▶ _TEXT SHOWN_
=== Section Start ===
At this moment the US is at war and engaged in the
political process of elections. The temptation is to
steer this review into an analysis of what it says about
both these geopolitical events (much, much). But, having
followed the problem of diversity as Adkins presents
it, it is important to simply see his solution for what
it is, a new focus on more effective ways of thinking
and doing diversity that will ultimately take us not
just to workplaces but of necessity to society and politics
as well.
Beyond reification, Adkins points to three other forms
of disenchantment in the workplace and his recommended
procedures for meeting them: disembodied language, legitimacy
and trust issues, and anxiety containment. In the last
third of the book, he analyzes each of these for how
it saps organizational energy and effectiveness and
proceeds to suggest counter-steps toward organizational
vitality and ethical pluralism, i.e., how to create,
maintain and function with the real parameters of our
people and the direction and goals of our organizational
systems.
This book is an important document. It is also punishing
to read. Adkins spends more than enough pages to document
this transition of US diversity from a passion for justice
to a boilerplate offering in the marketplace. After
all, he will be promoting not just a new paradigm but
a competing product.
Some of his complexity of expression is the necessary
struggling with words required to establish the freedom
and movement of new ideas. At the outset they necessarily
circulate perilously close to the sucking black hole
of accepted paradigms about diversity. In other places
the text seems gratuitously pedantic. In effect it suffers
from its own reification in language, a USian trend
in such writing. Alas, Papa Hemingway is dead.
=== Section End ===
▶ _WHAT YOU ARE ASKED TO DO_
Can you resume the review of the Adkins book on diversity, picking up after its last sentence, "Alas, Papa Hemingway is dead."? The records have nothing to do with this.

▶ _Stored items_
=== Section Start ===
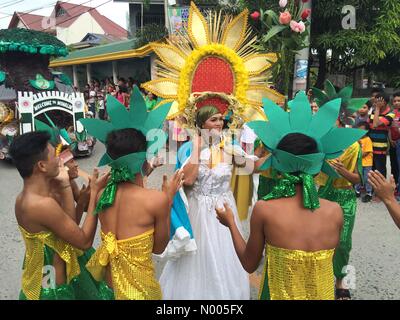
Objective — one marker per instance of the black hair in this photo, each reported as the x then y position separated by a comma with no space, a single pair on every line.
27,150
384,96
376,90
125,141
363,124
298,144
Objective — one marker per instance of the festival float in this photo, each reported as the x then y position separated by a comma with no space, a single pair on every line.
30,91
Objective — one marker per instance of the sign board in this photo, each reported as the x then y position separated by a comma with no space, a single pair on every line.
32,105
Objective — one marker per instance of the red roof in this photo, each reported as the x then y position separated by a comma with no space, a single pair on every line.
73,11
31,21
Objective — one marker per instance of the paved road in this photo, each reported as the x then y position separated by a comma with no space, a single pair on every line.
375,256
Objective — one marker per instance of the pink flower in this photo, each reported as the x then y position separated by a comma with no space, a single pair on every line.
305,14
255,15
282,3
285,17
297,26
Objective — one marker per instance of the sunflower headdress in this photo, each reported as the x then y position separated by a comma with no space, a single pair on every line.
331,142
348,105
213,62
126,167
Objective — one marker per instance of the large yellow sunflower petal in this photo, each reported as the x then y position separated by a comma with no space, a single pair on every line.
235,32
197,27
253,114
164,88
258,63
255,94
171,56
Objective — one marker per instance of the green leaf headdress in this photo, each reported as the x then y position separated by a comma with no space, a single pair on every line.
348,106
331,142
149,123
58,136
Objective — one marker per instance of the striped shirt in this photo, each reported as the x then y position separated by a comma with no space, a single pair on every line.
380,134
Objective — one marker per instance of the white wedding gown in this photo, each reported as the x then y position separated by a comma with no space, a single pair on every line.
214,272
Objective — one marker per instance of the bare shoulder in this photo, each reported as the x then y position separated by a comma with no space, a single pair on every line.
262,210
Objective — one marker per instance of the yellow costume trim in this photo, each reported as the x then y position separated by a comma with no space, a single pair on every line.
34,260
227,38
349,159
235,32
299,275
240,73
197,27
131,265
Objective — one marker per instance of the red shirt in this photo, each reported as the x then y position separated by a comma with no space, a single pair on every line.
394,130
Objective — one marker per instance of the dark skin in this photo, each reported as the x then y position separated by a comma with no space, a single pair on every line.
37,211
285,223
138,210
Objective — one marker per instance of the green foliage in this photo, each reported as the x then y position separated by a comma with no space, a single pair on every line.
31,41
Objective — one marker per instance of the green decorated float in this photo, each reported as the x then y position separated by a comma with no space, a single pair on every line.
30,91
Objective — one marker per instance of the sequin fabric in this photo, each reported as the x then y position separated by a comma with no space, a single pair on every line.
34,260
299,275
132,270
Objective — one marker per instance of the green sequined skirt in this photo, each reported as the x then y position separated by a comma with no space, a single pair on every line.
82,287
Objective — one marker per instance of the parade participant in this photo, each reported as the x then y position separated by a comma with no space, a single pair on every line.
214,272
380,121
385,191
300,231
367,162
134,220
217,74
52,238
340,190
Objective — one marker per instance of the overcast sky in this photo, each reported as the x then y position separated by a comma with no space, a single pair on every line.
115,11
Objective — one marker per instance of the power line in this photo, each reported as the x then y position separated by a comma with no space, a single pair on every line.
73,17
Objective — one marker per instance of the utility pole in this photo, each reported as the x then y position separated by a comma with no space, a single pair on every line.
301,66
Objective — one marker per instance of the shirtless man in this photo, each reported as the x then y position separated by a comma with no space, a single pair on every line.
135,226
46,226
289,229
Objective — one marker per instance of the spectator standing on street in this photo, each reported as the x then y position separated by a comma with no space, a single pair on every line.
380,121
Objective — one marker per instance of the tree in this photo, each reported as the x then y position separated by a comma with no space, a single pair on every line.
375,38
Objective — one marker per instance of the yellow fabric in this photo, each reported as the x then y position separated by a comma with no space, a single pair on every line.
300,275
242,188
366,146
349,159
132,270
34,260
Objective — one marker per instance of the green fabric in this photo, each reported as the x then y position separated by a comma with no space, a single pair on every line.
82,287
331,141
205,113
149,123
286,188
60,292
347,200
107,198
265,186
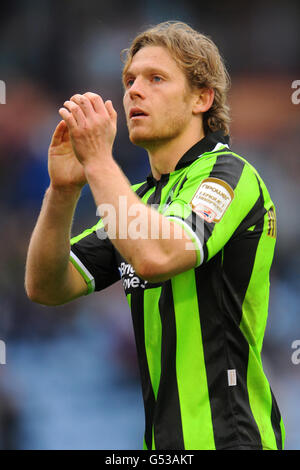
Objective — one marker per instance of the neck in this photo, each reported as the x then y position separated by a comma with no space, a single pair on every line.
=== Section End ===
▶ _TASK OUTPUT_
The book bears the imprint of the Global Diversity
Institute, a non-profit directed by the author, so in
effect, it is a self-published work. It suffers from
poor layout, bad choices of typeface, and in short from
the discipline which an objective outside editor might
have brought to it. Despite the complexity of the content,
the book gives the impression of having been thrown
together in a hurry. The glossary is not a glossary
in the traditional sense, but a reassertion of key concepts
as Adkins intends them. In this way it is quite useful,
less for understanding the concepts as commonly used,
but more so for following the turns of the author’s
redefinitions of certain key issues. Footnotes are ample
and well documented and there is a brief index.
A German colleague of mine read one sentence and closed
the book, put off by the theoretical jargon as well
as by the homemade layout. I had to explain the thesis
and why it was important. Europeans, faced by diversity
as a US product, subsidized and marketed by US corporations
abroad and by consultancies and practitioners, will
find an ally in Adkins as they seek to understand their
own resistance to the US hype. One hopes that further
publication of the ideas will make them more readily
available and acceptable to the world’s majority
of non-native English speakers and the less philosophically
driven. The gold is worth mining.
Dr. George Simons is the creator of the DIVERSOPHY
® series of intercultural games and a co-editor
of Global Competence. 50 Training Activities for Succeeding
in International Business. He has a doctorate from
Claremont College where he researched the applications
of humanistic psychology to small group learning experiences.